- _Kurze Übung_
Schreiben Sie bitte aus dem Textausschnitt über Corlls Komplizen die Passage von „Elmer Wayne Henley (*1956)“ bis „Angebot schließlich an.“ wortgetreu ab.

- _Textausschnitt_
>>>>
Sein Komplize David Owen Brooks

Im Jahr 1967 freundete sich Corll mit dem zwölfjährigen David Owen Brooks (1955-2020) an, einem Sechstklässler mit Brille. Er war einer der vielen Jungen, denen er Süßigkeiten schenkte und mit denen er Ausflüge unternahm. Später gab Brooks an, dass Corll der erste erwachsene Mann gewesen sei, der sich nicht über sein Aussehen lustig gemacht habe. Brooks' Eltern waren geschieden und nach eigenen Angaben begann Brooks, Corll als einen Vaterersatz und dessen Wohnung als sein zweites Zuhause zu betrachten. Auf Corlls Drängen entwickelte sich zwischen beiden ein schwer zu bestimmendes auch sexuelles Verhältnis. Ab 1969 bezahlte ihn Corll für Sex. Als Brooks mitbekam, wie Corll einen anderen Jungen folterte, versprach ihm Corll als Gegenleistung für sein Schweigen ein Auto, was Brooks annahm. Corll erzählte Brooks später, dass er diesen Jungen auch getötet habe, und bot ihm 200 Dollar für jeden Jungen, den er in Corlls Wohnung locken würde. Auch darauf ließ sich Brooks ein. Brooks erklärte später, er habe Corll bei der Entführung und Ermordung eines weiteren Jugendlichen im Jahre 1971 unterstützt und habe auch mitbekommen, dass ein anderes Opfer vor seiner Ermordung etwa vier Tage lang am Leben gehalten wurde. Die Identität der beiden letztgenannten Opfer ist bis heute unbekannt. Brooks half auch aktiv mit, den 13-jährigen James Stanton Dreymala 1973 zu ermorden. Brooks hatte ihn zuvor in Corlls Wohnung gelockt, für ihn und sich eine Pizza gekauft und 45 Minuten in seiner Gesellschaft verbracht. Eine Summe von 200 Dollar würde heute rund 1.500 Dollar entsprechen.


Brooks (r.) und Henley (l.) kurz nach ihrer Verhaftung am 10. August 1973

Sein Komplize Elmer Wayne Henley

Elmer Wayne Henley (*1956) sollte eigentlich Corlls nächstes Opfer werden, aus diesem Grund stellte Brooks ihn im Winter 1971 Corll vor. Aber Corll tötete ihn nicht, sondern hatte das Gefühl, dass auch er ein Komplize werden könnte. Sie freundeten sich an und Henley gewann Vertrauen zu ihm. Auch Henley wurden 200 Dollar für jeden Jungen angeboten, den er in Corlls Wohnung locken würde. Dieses Angebot ignorierte Henley einige Monate lang. Als sich Henley und seine Familie jedoch Anfang 1972 in einer schwierigen finanziellen Lage befanden, nahm er dieses Angebot schließlich an.
<<<<
- _Bereitgestelltes Material_
>>>>
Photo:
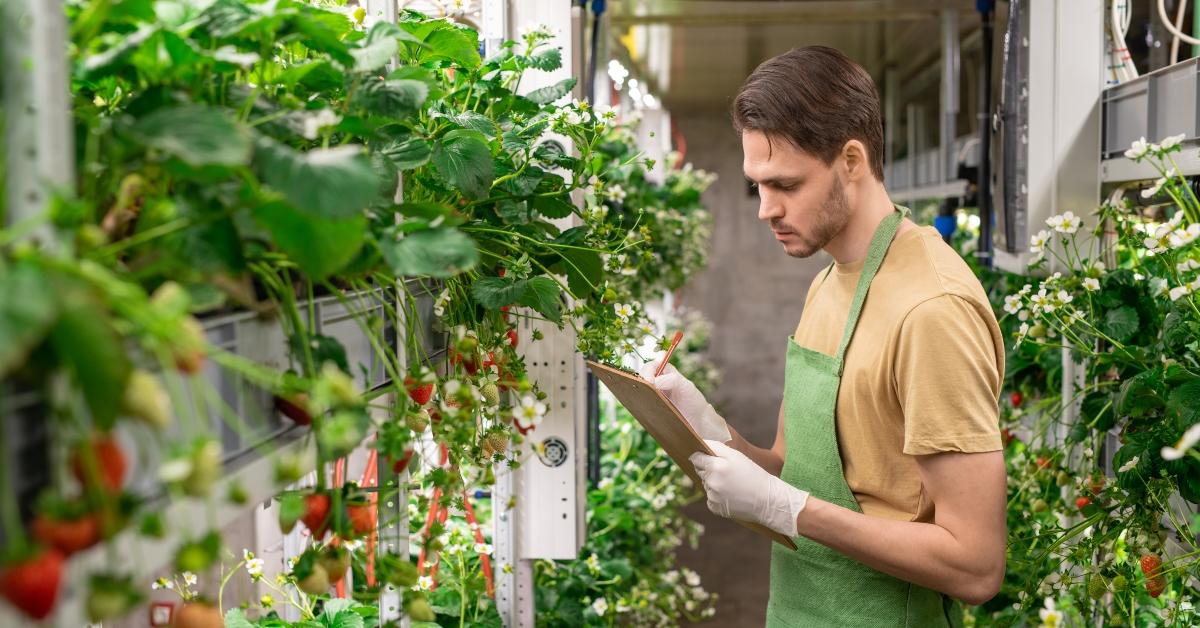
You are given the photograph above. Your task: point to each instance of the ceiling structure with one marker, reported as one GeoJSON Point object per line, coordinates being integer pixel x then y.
<<<<
- _Lösung zur Übung_
Elmer Wayne Henley (*1956) sollte eigentlich Corlls nächstes Opfer werden, aus diesem Grund stellte Brooks ihn im Winter 1971 Corll vor. Aber Corll tötete ihn nicht, sondern hatte das Gefühl, dass auch er ein Komplize werden könnte. Sie freundeten sich an und Henley gewann Vertrauen zu ihm. Auch Henley wurden 200 Dollar für jeden Jungen angeboten, den er in Corlls Wohnung locken würde. Dieses Angebot ignorierte Henley einige Monate lang. Als sich Henley und seine Familie jedoch Anfang 1972 in einer schwierigen finanziellen Lage befanden, nahm er dieses Angebot schließlich an.